[DATASET]:
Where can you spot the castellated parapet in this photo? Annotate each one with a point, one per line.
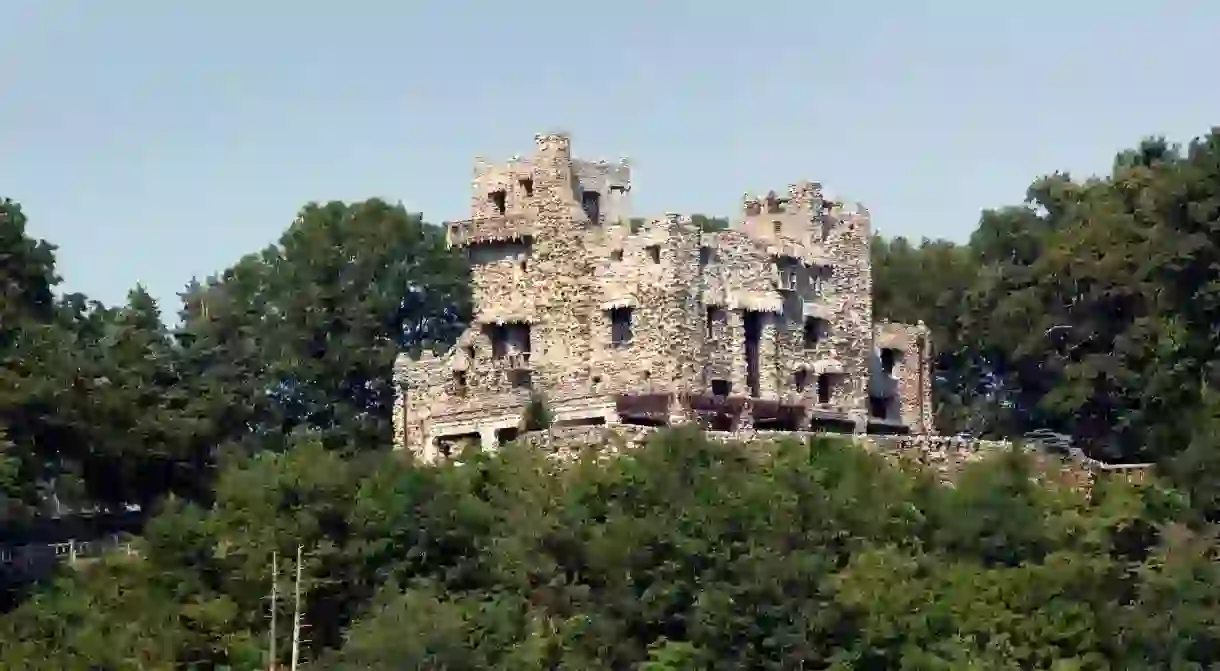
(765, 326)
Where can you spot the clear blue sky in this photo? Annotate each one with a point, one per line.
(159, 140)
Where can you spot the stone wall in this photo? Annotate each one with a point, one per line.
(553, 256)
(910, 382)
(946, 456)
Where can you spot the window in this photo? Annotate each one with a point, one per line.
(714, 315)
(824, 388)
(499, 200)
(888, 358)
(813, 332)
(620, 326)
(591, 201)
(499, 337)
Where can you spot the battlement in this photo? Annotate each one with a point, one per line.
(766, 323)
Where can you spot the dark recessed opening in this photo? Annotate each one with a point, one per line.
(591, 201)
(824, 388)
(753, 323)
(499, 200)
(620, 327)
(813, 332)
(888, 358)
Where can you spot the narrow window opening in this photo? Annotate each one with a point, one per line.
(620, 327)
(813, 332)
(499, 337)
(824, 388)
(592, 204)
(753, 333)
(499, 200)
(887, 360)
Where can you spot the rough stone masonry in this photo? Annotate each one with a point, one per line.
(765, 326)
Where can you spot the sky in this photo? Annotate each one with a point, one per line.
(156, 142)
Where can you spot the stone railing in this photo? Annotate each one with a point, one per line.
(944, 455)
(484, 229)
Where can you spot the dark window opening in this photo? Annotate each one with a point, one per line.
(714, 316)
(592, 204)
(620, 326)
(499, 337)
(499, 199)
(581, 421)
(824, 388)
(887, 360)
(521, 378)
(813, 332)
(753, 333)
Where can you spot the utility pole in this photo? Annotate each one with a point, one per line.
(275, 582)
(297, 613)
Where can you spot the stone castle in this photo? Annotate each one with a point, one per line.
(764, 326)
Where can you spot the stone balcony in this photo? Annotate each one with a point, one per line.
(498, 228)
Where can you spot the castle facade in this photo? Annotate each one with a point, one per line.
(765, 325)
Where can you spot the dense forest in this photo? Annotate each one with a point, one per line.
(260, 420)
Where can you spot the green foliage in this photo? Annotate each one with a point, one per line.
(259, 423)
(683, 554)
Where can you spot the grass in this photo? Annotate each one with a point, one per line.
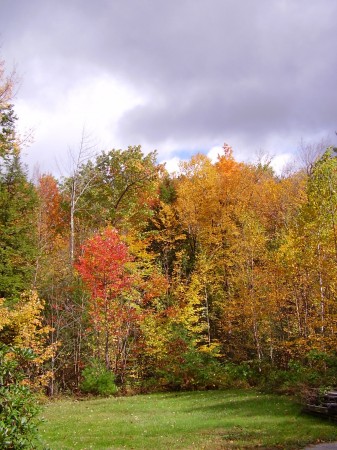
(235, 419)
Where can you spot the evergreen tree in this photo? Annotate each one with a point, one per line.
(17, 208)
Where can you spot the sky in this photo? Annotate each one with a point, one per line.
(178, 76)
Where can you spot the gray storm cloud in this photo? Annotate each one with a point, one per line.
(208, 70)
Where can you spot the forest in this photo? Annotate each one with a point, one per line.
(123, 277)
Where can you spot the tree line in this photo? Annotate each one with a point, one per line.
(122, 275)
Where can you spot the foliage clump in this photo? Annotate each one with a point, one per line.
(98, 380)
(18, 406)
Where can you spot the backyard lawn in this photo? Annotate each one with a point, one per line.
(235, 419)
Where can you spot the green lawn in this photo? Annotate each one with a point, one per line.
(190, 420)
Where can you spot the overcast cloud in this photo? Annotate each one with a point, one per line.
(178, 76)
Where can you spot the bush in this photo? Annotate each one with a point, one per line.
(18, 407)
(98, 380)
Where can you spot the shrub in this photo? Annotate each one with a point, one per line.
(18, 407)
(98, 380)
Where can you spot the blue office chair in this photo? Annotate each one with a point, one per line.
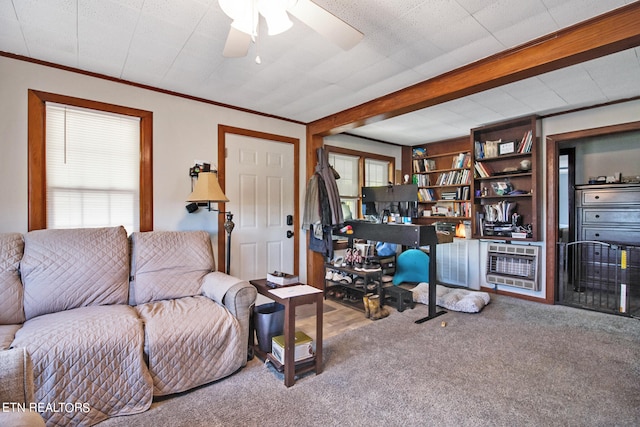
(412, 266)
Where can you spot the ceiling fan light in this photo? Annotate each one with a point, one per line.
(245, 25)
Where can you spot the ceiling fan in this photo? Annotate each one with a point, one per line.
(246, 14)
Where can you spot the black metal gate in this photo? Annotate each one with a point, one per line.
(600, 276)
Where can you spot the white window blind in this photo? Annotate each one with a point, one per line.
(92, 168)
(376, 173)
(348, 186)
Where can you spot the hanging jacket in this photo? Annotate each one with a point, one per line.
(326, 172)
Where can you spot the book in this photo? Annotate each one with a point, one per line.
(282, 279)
==
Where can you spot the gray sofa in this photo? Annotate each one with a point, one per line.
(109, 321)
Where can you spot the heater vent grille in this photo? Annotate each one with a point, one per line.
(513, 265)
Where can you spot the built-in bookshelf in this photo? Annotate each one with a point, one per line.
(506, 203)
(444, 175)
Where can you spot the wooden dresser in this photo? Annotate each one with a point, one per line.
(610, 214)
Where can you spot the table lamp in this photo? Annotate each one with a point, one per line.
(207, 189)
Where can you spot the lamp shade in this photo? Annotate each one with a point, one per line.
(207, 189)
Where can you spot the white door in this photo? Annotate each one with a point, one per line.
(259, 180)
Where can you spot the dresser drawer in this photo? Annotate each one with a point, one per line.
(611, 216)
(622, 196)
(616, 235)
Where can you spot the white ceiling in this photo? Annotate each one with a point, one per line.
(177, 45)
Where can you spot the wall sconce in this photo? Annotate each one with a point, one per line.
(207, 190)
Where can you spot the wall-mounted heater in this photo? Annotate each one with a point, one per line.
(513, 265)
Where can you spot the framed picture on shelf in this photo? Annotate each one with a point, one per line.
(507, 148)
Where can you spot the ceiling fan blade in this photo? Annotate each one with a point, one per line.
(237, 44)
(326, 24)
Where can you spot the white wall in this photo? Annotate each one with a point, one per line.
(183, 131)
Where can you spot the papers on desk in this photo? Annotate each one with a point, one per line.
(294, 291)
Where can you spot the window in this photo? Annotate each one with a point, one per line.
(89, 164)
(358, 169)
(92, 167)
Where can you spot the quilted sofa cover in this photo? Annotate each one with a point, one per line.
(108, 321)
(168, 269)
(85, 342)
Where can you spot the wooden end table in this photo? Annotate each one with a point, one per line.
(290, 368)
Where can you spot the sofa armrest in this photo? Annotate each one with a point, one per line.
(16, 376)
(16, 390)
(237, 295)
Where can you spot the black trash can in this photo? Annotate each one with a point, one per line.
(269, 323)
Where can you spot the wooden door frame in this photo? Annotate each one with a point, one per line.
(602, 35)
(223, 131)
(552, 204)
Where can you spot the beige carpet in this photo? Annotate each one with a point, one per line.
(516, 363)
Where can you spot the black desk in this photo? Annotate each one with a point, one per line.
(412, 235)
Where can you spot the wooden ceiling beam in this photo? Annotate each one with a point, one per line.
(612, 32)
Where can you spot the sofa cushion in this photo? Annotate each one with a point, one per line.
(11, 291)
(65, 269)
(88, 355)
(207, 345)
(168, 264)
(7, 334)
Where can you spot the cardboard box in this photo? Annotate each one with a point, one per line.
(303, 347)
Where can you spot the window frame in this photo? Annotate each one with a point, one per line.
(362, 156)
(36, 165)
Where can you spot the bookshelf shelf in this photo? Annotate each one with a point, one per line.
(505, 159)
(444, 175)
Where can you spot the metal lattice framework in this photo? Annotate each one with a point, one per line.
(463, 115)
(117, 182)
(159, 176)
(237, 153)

[WRITTEN TASK]:
Report how many lines of the data contain the word "lamp". Give only the number.

[RESPONSE TO THIS EXERCISE]:
2